#### Given task:
Locate every line in the items below that contains the string "focus", matching case exactly, and copy each such line.

#### Provided records:
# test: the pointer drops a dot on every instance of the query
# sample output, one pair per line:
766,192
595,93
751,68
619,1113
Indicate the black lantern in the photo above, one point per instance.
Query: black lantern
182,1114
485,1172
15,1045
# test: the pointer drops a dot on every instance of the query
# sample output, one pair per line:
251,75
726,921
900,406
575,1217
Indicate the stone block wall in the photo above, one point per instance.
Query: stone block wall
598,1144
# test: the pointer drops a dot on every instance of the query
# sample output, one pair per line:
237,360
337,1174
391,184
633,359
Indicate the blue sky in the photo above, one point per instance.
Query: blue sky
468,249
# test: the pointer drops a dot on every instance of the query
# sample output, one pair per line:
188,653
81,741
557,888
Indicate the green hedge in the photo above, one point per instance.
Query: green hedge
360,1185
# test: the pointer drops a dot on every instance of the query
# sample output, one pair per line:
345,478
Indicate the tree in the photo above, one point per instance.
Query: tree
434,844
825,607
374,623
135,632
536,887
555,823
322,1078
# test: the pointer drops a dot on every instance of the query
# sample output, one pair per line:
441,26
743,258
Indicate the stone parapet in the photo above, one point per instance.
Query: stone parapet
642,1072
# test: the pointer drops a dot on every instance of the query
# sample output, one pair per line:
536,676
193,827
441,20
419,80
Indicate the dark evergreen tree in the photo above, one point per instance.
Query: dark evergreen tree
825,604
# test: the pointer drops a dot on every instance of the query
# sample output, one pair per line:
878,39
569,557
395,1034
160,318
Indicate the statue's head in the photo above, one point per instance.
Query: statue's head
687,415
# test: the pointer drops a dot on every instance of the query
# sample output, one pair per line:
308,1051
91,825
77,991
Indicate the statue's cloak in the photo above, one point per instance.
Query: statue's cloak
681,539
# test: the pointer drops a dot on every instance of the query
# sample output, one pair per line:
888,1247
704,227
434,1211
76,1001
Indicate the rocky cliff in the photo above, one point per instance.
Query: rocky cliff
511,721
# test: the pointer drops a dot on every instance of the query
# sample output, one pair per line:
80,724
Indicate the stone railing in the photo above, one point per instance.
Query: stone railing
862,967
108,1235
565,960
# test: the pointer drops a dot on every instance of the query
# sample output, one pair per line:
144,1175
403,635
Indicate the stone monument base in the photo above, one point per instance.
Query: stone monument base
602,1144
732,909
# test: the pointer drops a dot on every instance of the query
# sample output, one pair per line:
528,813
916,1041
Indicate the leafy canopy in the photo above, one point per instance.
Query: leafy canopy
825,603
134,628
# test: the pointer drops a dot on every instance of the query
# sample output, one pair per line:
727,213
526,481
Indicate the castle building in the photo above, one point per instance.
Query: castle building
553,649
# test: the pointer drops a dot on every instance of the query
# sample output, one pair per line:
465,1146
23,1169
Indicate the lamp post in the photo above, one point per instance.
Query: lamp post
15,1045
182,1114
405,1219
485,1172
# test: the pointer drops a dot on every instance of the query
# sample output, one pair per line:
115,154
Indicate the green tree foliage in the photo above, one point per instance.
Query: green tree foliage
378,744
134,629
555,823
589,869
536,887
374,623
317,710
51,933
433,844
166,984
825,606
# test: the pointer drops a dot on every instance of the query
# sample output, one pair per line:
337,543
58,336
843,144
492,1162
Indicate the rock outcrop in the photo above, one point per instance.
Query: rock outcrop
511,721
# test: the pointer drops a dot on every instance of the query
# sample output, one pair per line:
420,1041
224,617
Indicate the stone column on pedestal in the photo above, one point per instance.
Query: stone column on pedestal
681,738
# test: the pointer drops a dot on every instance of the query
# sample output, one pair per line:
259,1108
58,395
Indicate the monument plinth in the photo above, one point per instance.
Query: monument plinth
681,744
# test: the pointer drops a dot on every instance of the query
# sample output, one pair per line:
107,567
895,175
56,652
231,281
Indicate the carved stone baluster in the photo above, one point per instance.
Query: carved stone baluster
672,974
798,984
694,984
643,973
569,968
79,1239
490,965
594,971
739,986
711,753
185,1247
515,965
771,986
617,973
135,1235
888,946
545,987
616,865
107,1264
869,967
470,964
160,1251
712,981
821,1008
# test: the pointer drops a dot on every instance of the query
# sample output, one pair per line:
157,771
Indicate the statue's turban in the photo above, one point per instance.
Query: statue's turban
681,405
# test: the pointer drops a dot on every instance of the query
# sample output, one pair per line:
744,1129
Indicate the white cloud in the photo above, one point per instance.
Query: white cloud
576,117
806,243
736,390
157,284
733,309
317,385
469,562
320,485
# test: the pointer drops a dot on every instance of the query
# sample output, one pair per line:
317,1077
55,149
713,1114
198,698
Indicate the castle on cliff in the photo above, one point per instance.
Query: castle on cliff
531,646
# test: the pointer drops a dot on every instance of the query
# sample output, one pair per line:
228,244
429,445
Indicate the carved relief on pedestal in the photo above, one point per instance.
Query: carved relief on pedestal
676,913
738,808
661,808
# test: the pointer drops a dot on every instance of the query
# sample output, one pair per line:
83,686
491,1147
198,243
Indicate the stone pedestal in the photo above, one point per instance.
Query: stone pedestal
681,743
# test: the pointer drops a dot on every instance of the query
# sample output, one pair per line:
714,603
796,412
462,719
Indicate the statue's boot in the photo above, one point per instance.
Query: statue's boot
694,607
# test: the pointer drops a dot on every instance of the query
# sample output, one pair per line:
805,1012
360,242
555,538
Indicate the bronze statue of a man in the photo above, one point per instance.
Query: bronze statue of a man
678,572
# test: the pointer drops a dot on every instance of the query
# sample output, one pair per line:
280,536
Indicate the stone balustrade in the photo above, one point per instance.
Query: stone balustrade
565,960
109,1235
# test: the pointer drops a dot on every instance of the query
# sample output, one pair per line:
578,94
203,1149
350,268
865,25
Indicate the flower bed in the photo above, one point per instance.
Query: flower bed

==

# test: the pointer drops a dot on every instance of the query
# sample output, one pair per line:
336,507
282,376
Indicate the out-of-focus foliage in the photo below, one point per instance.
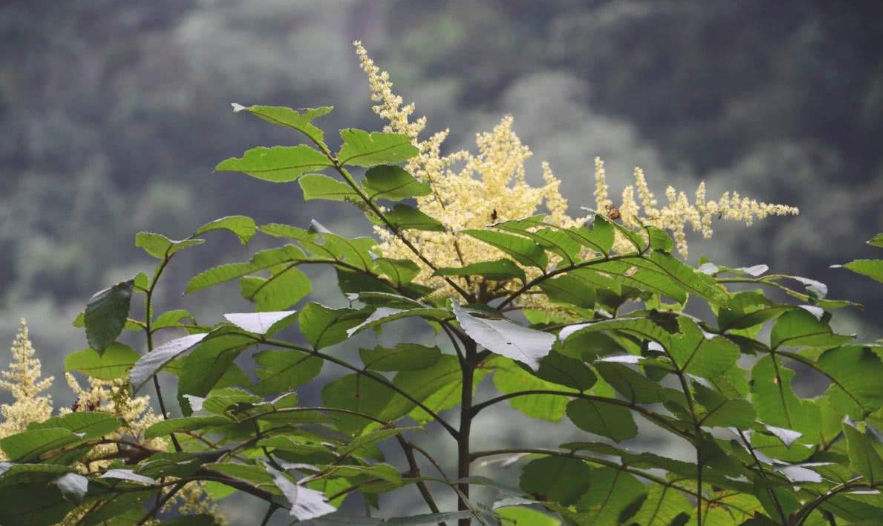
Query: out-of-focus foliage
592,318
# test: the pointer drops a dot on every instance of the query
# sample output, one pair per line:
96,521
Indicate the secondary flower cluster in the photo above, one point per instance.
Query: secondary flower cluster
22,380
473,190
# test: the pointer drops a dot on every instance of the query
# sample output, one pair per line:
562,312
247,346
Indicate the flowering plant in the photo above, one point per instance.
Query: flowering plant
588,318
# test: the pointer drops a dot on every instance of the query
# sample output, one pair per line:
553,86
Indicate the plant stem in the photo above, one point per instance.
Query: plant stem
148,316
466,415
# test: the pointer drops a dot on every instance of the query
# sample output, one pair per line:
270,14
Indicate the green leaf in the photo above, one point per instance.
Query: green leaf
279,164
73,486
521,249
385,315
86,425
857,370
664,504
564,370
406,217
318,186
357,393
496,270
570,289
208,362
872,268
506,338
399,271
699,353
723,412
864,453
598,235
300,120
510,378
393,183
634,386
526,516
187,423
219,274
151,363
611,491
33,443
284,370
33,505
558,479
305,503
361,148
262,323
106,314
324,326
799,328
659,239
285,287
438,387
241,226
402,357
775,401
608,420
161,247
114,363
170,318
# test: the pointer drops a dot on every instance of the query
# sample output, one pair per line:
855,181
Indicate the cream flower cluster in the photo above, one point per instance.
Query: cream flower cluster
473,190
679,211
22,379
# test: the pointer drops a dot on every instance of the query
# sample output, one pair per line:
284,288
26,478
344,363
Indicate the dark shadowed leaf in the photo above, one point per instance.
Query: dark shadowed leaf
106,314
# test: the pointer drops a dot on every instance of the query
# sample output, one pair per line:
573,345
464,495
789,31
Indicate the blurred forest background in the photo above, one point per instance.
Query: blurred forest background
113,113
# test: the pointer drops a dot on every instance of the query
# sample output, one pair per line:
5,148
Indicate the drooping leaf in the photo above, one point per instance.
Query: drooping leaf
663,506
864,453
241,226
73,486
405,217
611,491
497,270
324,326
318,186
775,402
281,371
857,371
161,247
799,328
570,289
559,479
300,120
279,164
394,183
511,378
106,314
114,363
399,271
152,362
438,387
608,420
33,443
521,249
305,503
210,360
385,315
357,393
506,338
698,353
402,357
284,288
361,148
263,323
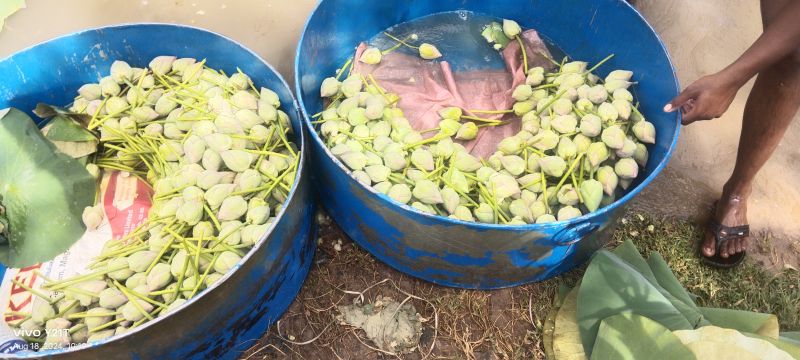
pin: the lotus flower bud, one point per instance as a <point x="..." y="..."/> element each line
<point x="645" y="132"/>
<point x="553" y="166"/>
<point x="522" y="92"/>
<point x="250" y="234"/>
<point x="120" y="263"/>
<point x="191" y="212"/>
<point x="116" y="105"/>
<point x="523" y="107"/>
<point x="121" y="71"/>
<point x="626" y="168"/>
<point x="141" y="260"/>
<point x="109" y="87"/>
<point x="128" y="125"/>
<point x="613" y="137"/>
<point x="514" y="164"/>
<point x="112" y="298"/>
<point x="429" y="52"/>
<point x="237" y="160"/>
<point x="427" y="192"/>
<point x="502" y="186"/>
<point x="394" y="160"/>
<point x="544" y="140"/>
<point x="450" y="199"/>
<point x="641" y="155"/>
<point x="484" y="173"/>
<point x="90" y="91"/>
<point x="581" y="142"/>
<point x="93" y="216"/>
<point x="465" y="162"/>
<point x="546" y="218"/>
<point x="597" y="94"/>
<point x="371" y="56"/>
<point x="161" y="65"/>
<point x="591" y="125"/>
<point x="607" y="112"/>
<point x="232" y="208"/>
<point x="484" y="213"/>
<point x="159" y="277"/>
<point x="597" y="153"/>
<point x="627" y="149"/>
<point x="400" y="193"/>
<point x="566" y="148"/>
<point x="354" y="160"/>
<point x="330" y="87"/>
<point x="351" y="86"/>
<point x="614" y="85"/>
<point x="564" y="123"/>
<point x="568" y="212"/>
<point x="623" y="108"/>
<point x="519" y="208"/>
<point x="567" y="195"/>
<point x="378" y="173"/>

#### Written response:
Indicate the out-of-focus foliage in the photo below, one point per instance.
Query: out-of-focus foliage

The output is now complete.